Everything from the line that contains "Find the pendant" through the final line of the records below should be quoted exactly, except the pictures.

===== Data supplied

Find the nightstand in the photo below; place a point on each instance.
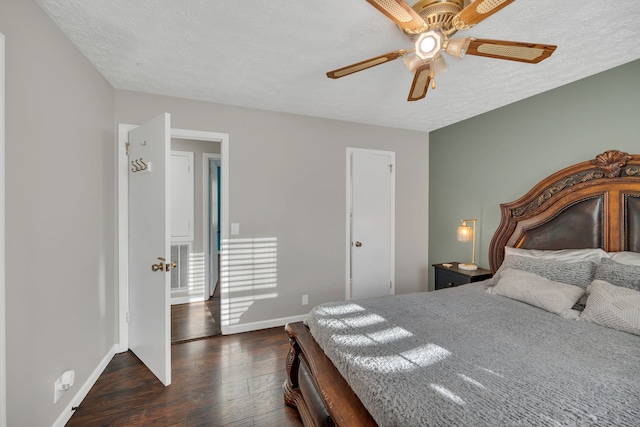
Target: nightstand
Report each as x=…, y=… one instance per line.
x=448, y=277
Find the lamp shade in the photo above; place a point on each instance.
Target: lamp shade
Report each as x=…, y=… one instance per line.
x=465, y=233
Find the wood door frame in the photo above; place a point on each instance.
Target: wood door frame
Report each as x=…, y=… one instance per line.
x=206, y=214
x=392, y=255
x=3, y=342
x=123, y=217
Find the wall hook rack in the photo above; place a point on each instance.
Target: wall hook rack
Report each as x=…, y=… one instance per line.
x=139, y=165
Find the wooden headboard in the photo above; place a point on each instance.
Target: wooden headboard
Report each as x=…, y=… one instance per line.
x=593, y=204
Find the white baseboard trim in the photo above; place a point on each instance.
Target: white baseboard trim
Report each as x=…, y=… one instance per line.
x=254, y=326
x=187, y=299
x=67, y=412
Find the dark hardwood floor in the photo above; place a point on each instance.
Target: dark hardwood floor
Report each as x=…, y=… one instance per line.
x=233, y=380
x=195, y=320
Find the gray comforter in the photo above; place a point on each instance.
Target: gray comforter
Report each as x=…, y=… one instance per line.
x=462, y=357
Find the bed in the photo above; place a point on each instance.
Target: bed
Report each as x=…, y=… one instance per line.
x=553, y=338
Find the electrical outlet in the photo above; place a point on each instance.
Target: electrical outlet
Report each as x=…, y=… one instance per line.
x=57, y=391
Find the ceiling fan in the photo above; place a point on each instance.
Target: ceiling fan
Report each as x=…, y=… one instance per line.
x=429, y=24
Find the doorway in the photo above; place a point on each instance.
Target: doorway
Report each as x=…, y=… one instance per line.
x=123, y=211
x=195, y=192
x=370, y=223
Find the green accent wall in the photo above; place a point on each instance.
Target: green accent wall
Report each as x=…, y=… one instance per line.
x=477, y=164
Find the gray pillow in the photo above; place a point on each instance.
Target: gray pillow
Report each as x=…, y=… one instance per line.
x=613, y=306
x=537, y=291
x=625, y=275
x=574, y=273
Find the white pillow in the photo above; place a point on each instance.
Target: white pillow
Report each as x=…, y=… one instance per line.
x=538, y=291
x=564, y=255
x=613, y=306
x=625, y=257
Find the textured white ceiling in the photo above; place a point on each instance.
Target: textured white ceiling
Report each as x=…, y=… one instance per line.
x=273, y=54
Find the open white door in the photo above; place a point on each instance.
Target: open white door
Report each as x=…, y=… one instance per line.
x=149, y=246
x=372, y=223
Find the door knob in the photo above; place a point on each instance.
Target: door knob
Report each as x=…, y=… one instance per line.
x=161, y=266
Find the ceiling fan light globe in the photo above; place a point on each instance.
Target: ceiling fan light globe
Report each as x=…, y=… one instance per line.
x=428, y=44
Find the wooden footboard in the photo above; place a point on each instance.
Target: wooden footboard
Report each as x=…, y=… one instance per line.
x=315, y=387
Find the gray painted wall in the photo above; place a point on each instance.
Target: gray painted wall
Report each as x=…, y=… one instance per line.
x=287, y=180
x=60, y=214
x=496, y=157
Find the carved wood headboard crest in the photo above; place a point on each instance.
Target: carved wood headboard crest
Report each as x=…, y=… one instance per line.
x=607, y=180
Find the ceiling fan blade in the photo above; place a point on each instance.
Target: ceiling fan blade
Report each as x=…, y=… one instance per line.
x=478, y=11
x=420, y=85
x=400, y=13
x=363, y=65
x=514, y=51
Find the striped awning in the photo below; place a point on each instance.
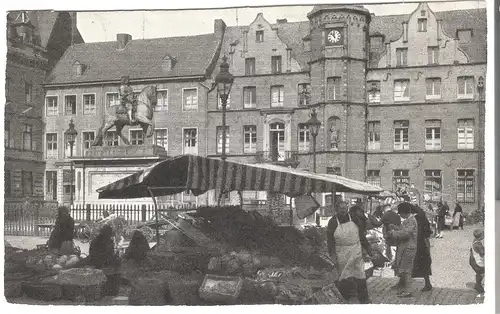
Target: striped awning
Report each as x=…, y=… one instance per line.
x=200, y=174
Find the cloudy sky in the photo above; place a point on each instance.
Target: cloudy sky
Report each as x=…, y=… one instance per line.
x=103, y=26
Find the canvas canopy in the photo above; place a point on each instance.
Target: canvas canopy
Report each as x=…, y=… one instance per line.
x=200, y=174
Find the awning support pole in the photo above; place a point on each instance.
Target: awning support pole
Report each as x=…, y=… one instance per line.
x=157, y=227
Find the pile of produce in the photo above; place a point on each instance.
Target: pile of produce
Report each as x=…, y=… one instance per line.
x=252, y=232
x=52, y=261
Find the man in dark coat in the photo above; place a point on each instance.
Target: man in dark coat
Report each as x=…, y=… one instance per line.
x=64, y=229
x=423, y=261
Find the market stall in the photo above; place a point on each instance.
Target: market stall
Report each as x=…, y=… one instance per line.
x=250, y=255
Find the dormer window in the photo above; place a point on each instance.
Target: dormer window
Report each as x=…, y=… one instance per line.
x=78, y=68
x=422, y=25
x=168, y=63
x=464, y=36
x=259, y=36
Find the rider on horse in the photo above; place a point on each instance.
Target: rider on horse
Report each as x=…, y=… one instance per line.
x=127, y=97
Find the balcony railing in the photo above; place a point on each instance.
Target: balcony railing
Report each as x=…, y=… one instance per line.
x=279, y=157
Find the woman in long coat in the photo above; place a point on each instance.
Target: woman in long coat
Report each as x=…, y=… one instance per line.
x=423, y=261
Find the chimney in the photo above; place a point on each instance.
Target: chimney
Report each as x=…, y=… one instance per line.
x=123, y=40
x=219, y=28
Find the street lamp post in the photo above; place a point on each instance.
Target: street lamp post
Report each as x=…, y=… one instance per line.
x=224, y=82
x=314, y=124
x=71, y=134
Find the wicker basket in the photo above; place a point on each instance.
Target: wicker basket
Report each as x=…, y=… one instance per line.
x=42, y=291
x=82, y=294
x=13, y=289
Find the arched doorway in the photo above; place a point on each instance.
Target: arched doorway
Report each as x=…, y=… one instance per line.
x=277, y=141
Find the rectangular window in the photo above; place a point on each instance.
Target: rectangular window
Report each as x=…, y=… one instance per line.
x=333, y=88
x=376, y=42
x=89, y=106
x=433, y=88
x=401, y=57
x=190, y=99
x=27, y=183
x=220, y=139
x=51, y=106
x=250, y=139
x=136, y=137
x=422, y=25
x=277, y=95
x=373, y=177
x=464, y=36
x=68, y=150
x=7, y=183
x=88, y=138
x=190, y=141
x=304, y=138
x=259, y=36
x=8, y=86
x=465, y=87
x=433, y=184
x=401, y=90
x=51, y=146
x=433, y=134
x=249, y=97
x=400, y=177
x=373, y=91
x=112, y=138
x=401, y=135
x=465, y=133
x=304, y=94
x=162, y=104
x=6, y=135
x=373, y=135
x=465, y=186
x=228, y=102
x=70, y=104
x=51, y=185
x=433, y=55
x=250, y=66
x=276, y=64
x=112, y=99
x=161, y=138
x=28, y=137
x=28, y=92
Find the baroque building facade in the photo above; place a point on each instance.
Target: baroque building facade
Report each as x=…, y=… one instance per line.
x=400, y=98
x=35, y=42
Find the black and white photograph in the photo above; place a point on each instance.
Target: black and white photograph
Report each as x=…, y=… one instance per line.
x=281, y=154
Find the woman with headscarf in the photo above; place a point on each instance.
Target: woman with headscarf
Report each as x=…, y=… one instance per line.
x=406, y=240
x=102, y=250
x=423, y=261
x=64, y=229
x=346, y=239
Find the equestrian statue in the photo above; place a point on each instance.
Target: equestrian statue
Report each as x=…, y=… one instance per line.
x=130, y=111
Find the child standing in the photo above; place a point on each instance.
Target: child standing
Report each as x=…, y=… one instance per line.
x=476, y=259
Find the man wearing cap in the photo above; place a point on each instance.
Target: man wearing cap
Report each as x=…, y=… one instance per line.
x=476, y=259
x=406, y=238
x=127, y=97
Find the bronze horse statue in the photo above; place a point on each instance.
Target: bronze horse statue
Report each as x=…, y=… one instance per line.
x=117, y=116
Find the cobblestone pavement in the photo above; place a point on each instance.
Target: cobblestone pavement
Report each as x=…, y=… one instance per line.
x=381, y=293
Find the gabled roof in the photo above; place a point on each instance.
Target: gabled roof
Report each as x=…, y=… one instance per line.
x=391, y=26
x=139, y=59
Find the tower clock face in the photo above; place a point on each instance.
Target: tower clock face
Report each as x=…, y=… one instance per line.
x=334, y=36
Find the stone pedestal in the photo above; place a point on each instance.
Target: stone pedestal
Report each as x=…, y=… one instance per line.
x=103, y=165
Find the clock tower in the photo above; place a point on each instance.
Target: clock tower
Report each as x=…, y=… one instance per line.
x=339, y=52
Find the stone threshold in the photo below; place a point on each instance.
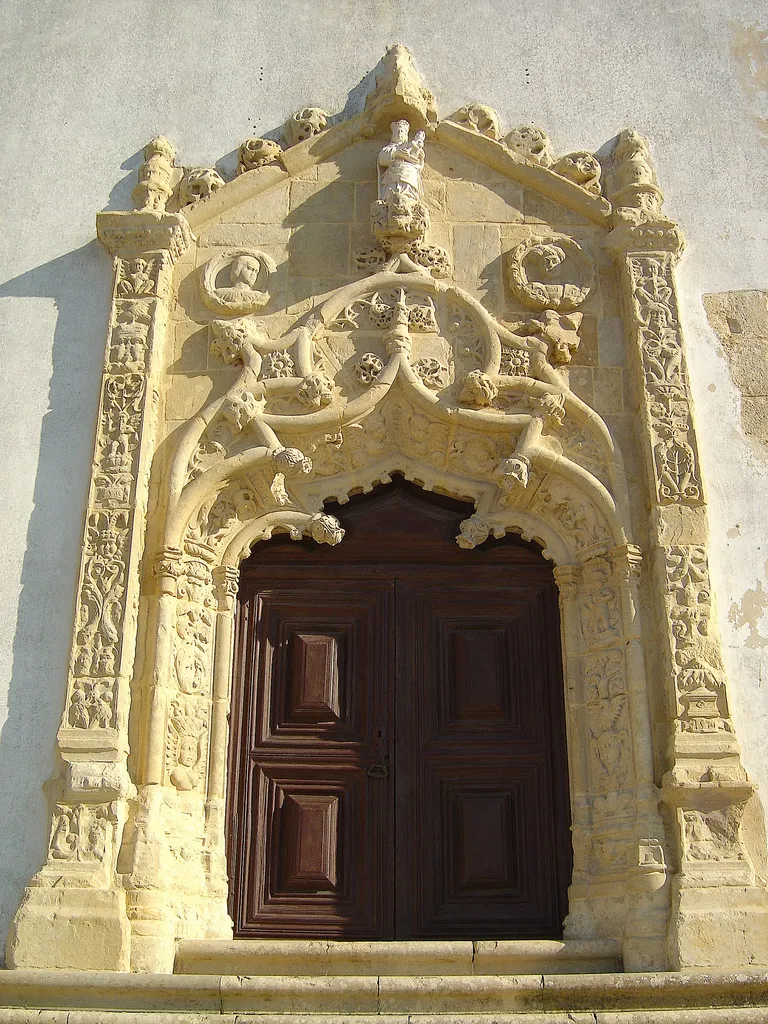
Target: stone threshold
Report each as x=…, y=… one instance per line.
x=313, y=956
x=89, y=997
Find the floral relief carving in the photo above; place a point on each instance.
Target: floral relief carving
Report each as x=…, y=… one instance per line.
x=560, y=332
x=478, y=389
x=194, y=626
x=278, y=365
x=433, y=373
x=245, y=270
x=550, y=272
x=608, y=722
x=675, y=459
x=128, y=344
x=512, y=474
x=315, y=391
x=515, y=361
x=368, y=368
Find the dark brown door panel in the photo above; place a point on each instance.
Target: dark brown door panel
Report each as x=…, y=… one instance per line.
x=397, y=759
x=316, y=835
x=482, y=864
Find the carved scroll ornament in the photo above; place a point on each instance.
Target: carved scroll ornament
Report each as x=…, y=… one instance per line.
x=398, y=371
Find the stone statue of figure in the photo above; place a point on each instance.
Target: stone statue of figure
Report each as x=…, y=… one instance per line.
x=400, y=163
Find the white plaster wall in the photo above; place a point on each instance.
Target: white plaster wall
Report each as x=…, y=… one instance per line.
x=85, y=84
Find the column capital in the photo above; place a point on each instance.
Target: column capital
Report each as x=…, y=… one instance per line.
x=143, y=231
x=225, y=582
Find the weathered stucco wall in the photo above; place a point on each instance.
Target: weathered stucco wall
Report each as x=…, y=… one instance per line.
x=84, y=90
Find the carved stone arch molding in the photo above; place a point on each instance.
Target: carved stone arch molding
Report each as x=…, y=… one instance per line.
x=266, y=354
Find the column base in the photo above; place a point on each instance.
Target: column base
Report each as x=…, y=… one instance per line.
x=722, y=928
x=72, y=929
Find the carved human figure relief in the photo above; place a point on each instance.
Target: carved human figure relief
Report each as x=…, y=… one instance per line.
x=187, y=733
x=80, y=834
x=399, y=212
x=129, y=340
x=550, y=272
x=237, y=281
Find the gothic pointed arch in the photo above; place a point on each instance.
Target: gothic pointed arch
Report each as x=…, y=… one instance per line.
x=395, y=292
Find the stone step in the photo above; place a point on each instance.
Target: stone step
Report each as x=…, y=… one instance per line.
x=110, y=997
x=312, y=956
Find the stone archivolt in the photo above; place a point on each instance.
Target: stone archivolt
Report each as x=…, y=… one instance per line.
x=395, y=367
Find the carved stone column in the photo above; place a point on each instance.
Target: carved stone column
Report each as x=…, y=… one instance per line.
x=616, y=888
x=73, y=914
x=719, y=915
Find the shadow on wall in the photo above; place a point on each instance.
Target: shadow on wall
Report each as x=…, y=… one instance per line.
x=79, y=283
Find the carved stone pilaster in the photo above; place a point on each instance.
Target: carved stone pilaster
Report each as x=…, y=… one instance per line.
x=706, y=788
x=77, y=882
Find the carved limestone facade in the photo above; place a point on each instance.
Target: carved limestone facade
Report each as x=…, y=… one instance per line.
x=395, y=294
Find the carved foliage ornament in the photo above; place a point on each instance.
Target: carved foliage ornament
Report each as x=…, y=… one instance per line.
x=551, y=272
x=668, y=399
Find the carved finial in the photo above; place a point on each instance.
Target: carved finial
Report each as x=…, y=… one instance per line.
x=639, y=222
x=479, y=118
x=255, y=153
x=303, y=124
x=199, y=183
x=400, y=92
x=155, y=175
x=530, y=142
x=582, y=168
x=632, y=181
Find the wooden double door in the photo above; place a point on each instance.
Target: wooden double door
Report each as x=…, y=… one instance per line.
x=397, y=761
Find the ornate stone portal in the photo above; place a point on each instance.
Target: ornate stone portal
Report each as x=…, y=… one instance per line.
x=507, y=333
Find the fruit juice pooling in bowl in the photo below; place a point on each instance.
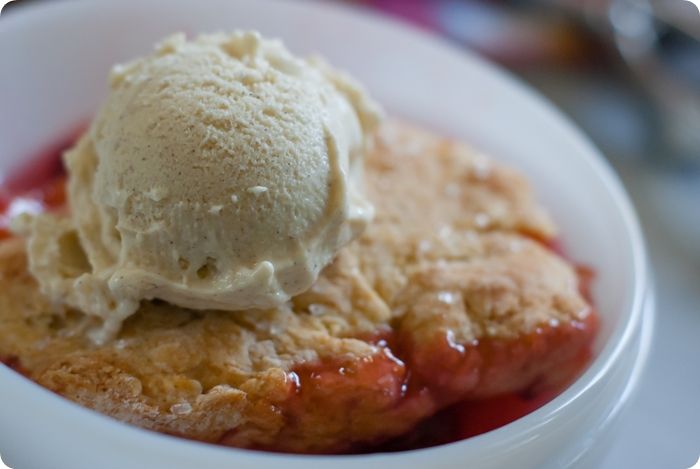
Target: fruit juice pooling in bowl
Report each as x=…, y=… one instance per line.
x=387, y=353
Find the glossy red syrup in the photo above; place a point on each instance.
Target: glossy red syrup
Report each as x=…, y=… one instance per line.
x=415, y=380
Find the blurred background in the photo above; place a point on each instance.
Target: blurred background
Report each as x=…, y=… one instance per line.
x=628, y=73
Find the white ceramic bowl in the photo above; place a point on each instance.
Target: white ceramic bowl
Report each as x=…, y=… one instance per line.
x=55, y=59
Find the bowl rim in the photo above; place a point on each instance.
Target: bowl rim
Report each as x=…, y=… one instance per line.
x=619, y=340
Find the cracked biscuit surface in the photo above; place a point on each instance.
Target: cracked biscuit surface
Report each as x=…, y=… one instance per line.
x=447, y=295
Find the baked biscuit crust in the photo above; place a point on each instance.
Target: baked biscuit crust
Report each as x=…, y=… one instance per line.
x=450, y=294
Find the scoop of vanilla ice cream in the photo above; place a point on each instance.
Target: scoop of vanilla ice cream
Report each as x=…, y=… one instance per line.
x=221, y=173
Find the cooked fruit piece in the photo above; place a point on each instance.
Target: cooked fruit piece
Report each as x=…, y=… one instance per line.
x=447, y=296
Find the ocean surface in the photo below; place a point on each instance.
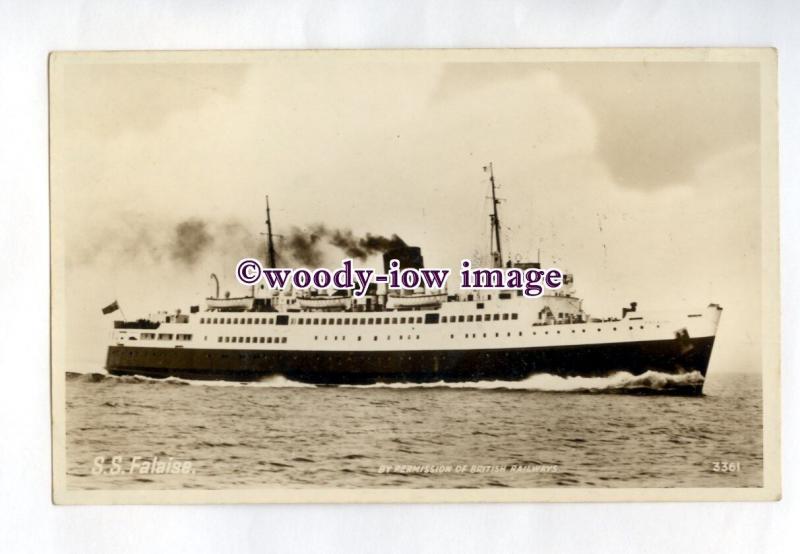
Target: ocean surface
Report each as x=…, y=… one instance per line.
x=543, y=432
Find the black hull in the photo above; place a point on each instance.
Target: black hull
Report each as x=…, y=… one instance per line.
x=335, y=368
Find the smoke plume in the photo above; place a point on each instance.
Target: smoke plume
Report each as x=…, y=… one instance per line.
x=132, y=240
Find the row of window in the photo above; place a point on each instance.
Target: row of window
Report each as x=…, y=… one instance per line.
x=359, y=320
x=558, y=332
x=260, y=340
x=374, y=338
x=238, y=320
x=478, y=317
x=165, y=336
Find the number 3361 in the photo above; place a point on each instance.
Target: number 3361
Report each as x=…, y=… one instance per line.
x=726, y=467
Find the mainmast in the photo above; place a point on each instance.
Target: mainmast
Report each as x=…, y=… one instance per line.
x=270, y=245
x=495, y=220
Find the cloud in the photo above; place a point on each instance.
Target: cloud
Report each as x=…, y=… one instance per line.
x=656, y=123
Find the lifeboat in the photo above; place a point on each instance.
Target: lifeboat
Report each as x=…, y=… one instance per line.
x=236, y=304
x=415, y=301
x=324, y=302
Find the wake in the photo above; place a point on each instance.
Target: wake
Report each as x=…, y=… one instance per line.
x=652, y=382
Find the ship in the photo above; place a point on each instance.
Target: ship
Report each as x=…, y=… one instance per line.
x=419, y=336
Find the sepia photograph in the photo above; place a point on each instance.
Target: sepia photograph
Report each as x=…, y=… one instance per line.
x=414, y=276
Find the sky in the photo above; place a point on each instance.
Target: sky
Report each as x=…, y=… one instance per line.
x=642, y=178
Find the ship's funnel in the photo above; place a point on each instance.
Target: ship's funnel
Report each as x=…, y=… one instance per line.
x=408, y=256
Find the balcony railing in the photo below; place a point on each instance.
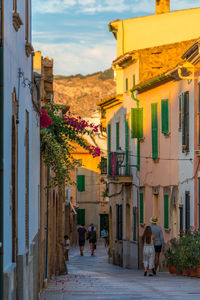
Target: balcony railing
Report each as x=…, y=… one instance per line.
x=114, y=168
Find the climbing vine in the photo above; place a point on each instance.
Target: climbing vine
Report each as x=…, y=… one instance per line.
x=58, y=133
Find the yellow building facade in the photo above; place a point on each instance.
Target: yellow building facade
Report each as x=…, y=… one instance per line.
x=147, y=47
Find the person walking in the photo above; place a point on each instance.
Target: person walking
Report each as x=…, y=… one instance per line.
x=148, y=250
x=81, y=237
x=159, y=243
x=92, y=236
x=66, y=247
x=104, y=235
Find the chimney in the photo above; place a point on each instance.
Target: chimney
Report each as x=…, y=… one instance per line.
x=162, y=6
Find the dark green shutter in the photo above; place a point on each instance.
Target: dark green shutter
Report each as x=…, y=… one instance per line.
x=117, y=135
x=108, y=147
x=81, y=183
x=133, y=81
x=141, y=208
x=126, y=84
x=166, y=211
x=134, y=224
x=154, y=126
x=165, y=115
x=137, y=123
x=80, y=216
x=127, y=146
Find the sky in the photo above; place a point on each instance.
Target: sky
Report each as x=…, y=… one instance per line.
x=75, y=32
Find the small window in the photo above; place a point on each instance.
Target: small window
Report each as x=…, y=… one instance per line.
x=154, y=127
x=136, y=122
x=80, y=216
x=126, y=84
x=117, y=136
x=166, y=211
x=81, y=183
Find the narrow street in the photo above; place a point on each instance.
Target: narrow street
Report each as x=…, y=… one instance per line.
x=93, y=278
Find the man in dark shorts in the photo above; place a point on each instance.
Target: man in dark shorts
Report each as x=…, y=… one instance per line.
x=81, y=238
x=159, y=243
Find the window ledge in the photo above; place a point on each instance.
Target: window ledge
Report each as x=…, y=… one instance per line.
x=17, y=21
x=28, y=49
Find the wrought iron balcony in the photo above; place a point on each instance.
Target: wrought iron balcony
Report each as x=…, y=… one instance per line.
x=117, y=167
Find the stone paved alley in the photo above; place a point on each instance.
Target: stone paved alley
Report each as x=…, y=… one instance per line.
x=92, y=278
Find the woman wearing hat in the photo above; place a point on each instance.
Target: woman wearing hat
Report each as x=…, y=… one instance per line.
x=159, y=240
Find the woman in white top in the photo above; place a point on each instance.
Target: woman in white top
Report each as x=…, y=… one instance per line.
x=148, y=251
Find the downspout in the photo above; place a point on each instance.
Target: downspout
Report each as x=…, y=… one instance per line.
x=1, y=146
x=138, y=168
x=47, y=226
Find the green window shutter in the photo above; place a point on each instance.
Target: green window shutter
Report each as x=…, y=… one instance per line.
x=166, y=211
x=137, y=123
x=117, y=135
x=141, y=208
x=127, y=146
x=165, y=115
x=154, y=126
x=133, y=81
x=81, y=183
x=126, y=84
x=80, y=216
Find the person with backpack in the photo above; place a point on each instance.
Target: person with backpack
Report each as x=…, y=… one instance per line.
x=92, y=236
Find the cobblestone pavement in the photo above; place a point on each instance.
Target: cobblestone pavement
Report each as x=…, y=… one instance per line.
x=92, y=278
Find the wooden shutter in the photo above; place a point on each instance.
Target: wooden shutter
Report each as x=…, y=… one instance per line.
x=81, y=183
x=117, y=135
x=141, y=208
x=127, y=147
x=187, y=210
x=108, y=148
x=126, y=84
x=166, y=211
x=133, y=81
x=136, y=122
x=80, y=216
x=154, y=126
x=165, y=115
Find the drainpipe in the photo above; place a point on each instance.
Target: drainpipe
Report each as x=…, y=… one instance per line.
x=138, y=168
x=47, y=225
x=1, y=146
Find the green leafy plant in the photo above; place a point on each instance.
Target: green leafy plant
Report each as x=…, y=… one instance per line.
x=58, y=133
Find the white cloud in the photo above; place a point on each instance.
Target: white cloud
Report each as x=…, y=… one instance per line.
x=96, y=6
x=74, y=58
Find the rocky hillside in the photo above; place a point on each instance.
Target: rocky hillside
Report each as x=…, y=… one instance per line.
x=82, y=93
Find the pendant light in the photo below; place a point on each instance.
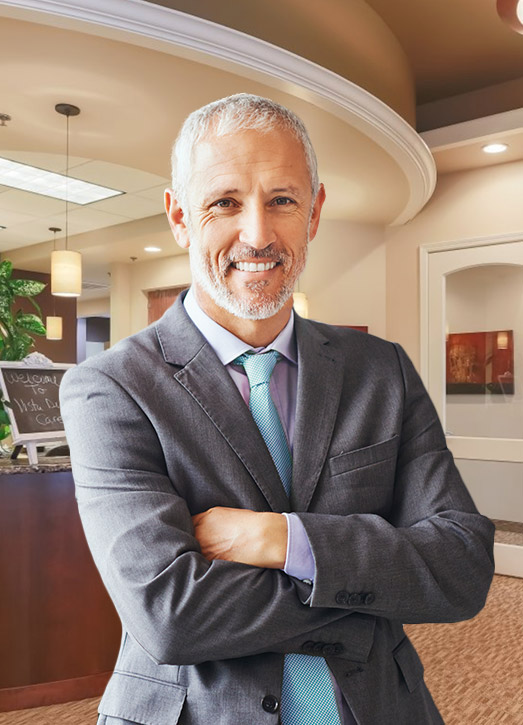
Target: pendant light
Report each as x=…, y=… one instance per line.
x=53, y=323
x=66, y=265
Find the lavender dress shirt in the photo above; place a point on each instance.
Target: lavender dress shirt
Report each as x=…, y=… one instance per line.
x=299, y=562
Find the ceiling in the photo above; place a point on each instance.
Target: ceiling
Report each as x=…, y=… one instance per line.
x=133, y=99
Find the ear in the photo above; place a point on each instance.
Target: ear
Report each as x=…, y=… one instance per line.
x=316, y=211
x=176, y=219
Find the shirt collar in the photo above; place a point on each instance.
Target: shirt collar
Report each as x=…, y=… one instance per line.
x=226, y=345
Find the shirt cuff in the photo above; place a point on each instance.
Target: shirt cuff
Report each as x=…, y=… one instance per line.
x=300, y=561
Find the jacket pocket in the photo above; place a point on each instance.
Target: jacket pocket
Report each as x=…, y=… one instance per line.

==========

** Problem solution **
Find the pendant light in the photo below; place a point on each instance.
Target: pendant light
Report each as x=…, y=… one instance per line.
x=53, y=323
x=66, y=265
Find the lavender dress shirt in the photo above; place a point on each instance.
Target: lavender dress shirt
Report each as x=…, y=… one instance per line.
x=299, y=562
Find the ceiling in the photo above; place a point on each instance.
Target: ceiling
Report each as x=…, y=… one instance per line.
x=133, y=99
Find the ear in the photo above; place a point on each instance.
Target: ear
Report each as x=…, y=… one instance per line.
x=316, y=211
x=176, y=219
Find the shirt collar in the photo above; place a point on each instance.
Target: shirt collar
Report each as x=…, y=… one instance per line.
x=226, y=345
Find the shirt cuff in the photo above; place a point on each instance.
Target: shirt cuff
Report each as x=…, y=… one instance per line.
x=300, y=561
Find the jacket pocket in the photo above; place a point on each instance.
Target: jacket pocket
Report each as x=…, y=… one instance per line.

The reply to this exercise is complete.